PASSAGE TO READ:
= = = = =

The fence is a two-strand electrified fence with strands at about five and a half feet and six feet which allows for livestock, people and other wildlife to pass under the fence. The wires are anchored on well-treated blue gum poles.

The outriggers are four feet in length, leaving over three feet of bottom access for small animals. They initiate from the top strand and extend horizontally from the bottom strand to prevent elephants from accessing the strands and being able to short or break the fence.

The outriggers are rigged down the posts to prevent elephants from accessing the posts to push the fence over.

The earth wire is buried one and a half metres in front of fence posts ensuring the elephant is standing on the earth wire when they touch the live wires so that the maximum possible shock is delivered.

There is also a power station around every seven kilometres to attempt to maintain a minimum voltage of 7 kV along the entire fence. Solar panels are raised on high posts to mitigate theft.

There are at least two gates in each fence, adjacent to the main roads, for the passage of camels.

Danglers have also been set up for lugga crossings to prevent elephants from using luggas to enter the fenced areas. Other wildlife can pass either side of the lugga. All danglers have joints/weights to prevent the danglers from tangling and causing maintenance issues.

Section of the fence in Naibunga conservancy with the outriggers that prevent elephants from trespassing Photo credits: Fredrick Omondi

According to Solomon Lentiranko from Kijabe community land, Naibunga Conservancy, in a period of six months, at least three people would be killed by elephants in the area. However, since 2022 when the fence was erected, there have been no cases reported.

He says that the fence has been of great help to the community because it properly identifies the wildlife corridors thus mitigating human-wildlife conflict.

Additionally, the fence has been able to protect the pods and the seeds of the acacia trees which they depend on for the survival of their animals during dry spells. “Previously, the elephants would invade the land eating all the pods and the seeds of the acacia trees leaving nothing for our livestock,” he says.

For Loice Kimirri, community member, Mayianat community land, Naibunga conservancy, the electric fence has been a saving grace for the locals especially, women and children in the area.

“Women can now fetch and store their water without fearing that they would be attacked at the water points by elephants or that they will drink the stored water in the middle of the night,” she narrates.

= = = = =

DATASET EXTRACT:

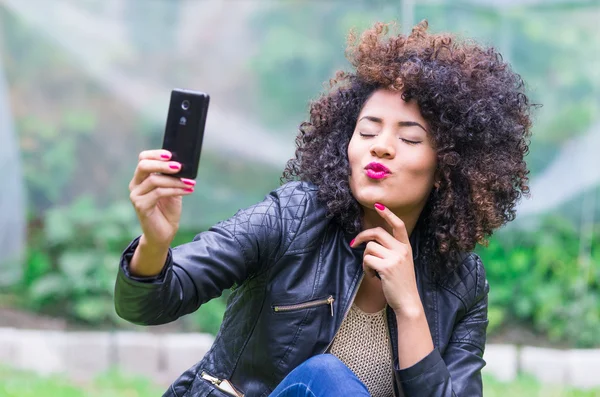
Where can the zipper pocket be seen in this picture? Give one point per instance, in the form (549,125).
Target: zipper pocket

= = = = =

TO DO:
Extend the passage about the electrified elephant fence in Naibunga Conservancy, starting after its final sentence. The data above is not needed for what comes next.

RESULT:
Unlike before when women used to escort their children to school and back, women can now comfortably send their children to school because the fear of them being attacked by elephants on their way to school or home is no longer there, Kimirri adds.

She notes that this was very tiresome and time-consuming considering the fact that women also have other errands to run within the homestead such as fetching water for consumption.

Also, being that climate change has taken a toll on the livestock, the fence has enabled women to keep kitchen gardens, where they grow fruits and vegetables, to provide food security for their families without fear that the elephants will come and destroy the crops.

Kimirri displaying how the fence works
Photo credits: Fredrick Omondi

Despite this, Kimirri notes that the elephants have become clever and few are able to find their way through the electric fence and cross over to the human settlement areas, especially in search of water.

She also notes that maintenance of the fence requires skilled labor and when there is any damage to it, most residents don’t have the technical know-how to fix it hence, they have to wait on KWS or NRT officers.

Additionally, Jim Nyamu, Executive Director, Elephants Neighbor Centre says that though fencing has worked in some places including the Aberdare ranges, the concept can not be replicated everywhere as each area is unique.

“When people are living on one side, it is easy to fence them in unlike when they are living haphazardly with no proper land zonation,” he said.

The fence is being rolled out in three phases across the three units in the conservancy. The 40km fence is covering the Naibunga Central Community Conservancy. With the second and third installments targeting Naibunga Lower and Upper conservancies.